**Try it**
Repeat word for word the stretch of the piece on China's central bank measures from "- Second, headline" through "is very uncertain.".
━━ Extract to read
More than the PBOC is needed.
- China has taken a raft of measures that are finally big enough to stimulate the economy but if China really wants to see a renaissance, it will need to give the private sector more space to invest, create, succeed or fail and critically, make money.
- After 18 months of drudgery and depression, China’s 2024 5% GDP growth target is at risk and, as minor tweaks have done very little, the People’s Bank of China has finally acted more drastically.
- The main measures include:
- First, mortgage rates: which have been cut by 50bp to around 3.0% from 3.5% which will reduce the interest cost on mortgages by around 14%.
- This goes hand in hand with a reduction of the minimum down payment for a property to 15% from 25%.
- China’s real estate market is currently in a dreadful state with multiple developers going bankrupt and thousands of unfinished and empty apartments across the country.
- Many Chinese retail investors are also experiencing negative equity on their properties and so any relief on their costs will free up cash to potentially revive consumer expenditure.
- The PBOC has tweaked these rates before and this is the first proper intervention since the end of the pandemic, but whether this measure is effective remains to be seen.
- Second, headline rate cut: where the seven-day reverse repo rate will be cut by 20bp to 1.5% from 1.7% representing a 12% cut in interest costs for borrowers.
- The PBOC also cut the reserve requirement ratio by 0.5% meaning that local banks will have more money to make available to borrowers at lower interest rates without having to take more deposits from savers.
- The idea here is to inject liquidity into the economy to spur GDP growth.
- Third, stock market support: where the PBOC will set up a swap facility that will allow firms easy and simple access to central bank capital to purchase Chinese equities.
- This will be RMB800bn in size with the possibility to add another RMB500bn if needed over time.
- The market welcomed these moves with large technology up 3% – 5% and the largest state-owned banks up around 5%, but the long-term success of these measures is very uncertain.
- Previous measures have resulted in a burst of very short-term enthusiasm which quickly returns to depression as the measures have little long-term impact.
- These measures are by far the largest measures taken since the pandemic and signal a recognition by the CCP that the economy is not going to turn around without a shift in policy.
- However, I don’t think that these go far enough as the heavy hand of the state continues to hover above many of its industries and technology in particular.
━━━━
━━ Extracted data
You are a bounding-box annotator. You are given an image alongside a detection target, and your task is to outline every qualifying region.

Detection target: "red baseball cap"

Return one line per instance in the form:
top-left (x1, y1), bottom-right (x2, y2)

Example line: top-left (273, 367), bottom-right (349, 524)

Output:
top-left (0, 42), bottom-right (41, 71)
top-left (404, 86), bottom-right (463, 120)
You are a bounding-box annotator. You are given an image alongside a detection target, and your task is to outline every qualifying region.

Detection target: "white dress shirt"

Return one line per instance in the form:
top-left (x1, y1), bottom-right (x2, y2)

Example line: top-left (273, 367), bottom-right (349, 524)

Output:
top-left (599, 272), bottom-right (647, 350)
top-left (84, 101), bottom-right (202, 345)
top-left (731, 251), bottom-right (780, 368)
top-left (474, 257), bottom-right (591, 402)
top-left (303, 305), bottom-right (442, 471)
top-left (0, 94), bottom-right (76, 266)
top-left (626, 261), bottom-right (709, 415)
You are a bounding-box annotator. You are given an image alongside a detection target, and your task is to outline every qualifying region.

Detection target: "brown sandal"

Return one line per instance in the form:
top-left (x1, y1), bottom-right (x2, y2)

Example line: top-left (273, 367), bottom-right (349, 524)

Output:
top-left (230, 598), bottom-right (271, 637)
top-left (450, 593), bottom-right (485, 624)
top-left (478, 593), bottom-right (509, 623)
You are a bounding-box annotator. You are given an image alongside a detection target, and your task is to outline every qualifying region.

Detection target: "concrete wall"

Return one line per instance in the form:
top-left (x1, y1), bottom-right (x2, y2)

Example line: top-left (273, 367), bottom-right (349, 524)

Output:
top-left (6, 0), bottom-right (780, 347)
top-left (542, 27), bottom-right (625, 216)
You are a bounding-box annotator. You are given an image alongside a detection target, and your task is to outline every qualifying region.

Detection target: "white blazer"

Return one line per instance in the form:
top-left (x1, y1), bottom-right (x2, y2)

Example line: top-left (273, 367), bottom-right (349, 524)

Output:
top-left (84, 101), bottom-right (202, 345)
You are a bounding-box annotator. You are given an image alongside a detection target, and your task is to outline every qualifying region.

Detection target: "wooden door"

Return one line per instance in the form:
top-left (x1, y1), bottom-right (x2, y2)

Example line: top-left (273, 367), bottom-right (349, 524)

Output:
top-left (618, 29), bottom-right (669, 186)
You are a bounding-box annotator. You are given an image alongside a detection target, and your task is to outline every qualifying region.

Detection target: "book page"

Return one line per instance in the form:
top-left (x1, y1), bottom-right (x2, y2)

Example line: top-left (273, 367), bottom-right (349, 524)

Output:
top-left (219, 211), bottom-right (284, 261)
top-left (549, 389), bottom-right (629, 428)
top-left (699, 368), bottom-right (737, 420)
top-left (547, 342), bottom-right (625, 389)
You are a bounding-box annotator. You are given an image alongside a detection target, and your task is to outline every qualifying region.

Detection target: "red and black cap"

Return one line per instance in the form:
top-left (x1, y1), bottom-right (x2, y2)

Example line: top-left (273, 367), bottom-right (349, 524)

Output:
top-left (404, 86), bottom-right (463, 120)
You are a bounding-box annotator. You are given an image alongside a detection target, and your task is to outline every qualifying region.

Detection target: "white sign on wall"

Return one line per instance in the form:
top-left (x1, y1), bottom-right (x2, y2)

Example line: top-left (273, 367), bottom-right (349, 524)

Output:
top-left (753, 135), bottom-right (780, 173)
━━━━
**Answer for the task**
- Second, headline rate cut: where the seven-day reverse repo rate will be cut by 20bp to 1.5% from 1.7% representing a 12% cut in interest costs for borrowers.
- The PBOC also cut the reserve requirement ratio by 0.5% meaning that local banks will have more money to make available to borrowers at lower interest rates without having to take more deposits from savers.
- The idea here is to inject liquidity into the economy to spur GDP growth.
- Third, stock market support: where the PBOC will set up a swap facility that will allow firms easy and simple access to central bank capital to purchase Chinese equities.
- This will be RMB800bn in size with the possibility to add another RMB500bn if needed over time.
- The market welcomed these moves with large technology up 3% – 5% and the largest state-owned banks up around 5%, but the long-term success of these measures is very uncertain.